**Written request:** Please write the listing below out again exactly, leaving every picture behind.

---------------

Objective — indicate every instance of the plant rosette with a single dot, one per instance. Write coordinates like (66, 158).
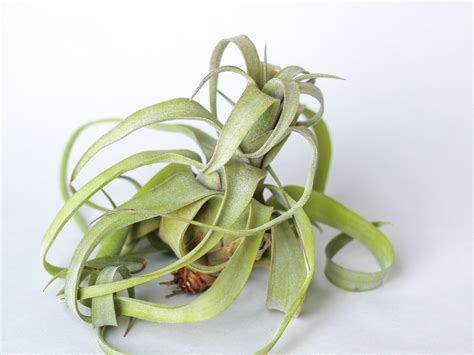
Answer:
(208, 210)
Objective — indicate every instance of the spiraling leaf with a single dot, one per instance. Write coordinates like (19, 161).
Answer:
(213, 217)
(176, 109)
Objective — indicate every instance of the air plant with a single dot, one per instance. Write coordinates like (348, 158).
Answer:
(212, 215)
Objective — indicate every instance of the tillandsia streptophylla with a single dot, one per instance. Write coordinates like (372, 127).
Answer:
(212, 214)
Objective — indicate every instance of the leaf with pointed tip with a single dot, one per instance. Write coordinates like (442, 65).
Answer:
(176, 109)
(323, 209)
(79, 198)
(251, 58)
(251, 106)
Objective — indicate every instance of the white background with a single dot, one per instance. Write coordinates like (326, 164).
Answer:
(401, 128)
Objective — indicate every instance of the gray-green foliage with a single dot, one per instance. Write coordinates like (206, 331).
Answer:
(216, 203)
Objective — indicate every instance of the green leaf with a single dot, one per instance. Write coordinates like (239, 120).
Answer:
(325, 150)
(287, 269)
(251, 58)
(248, 109)
(314, 76)
(222, 292)
(323, 209)
(289, 92)
(88, 190)
(289, 72)
(176, 109)
(305, 233)
(314, 91)
(169, 196)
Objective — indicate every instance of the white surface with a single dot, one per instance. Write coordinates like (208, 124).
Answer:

---------------

**Exercise result:**
Objective — indicate every instance of the plant rosette with a single dot, one per instance. Write coordinates like (66, 158).
Answer:
(208, 210)
Objective — indicate every instance of the spiraling leaf with a single dot, one per instance. Write coordinates like (19, 161).
Answer:
(213, 217)
(176, 109)
Objective — indicate every instance of the air plant with a single dot, one per instance. Write coordinates like (348, 158).
Answer:
(212, 215)
Objective — indicate every instance of the tillandsia streptophylla with a single dot, one per instance. Write coordinates like (372, 127).
Answer:
(212, 214)
Objective — indicate every instance of the leaf with pointed tip with a single dot, one per instance. Write coordinates like (442, 65).
Answer:
(176, 109)
(323, 209)
(79, 198)
(251, 58)
(251, 106)
Objective — indicate every instance of the white background with a single dot, one per instance. Write coordinates like (326, 164).
Answer:
(401, 128)
Objective — indicate every instance of the gray-green foliage with a single dot, one per instance. Write coordinates like (206, 331).
Answer:
(216, 203)
Objective — indicate every instance of the green leaf with a single dot, one per instance. Write coordinates like (239, 120).
Answer:
(325, 150)
(287, 269)
(251, 58)
(248, 109)
(314, 76)
(222, 292)
(323, 209)
(289, 92)
(88, 190)
(289, 72)
(176, 109)
(305, 233)
(314, 91)
(169, 196)
Objective — indicate every instance of the white surface with a single dot, one per instance. Write coordinates like (208, 124).
Answer:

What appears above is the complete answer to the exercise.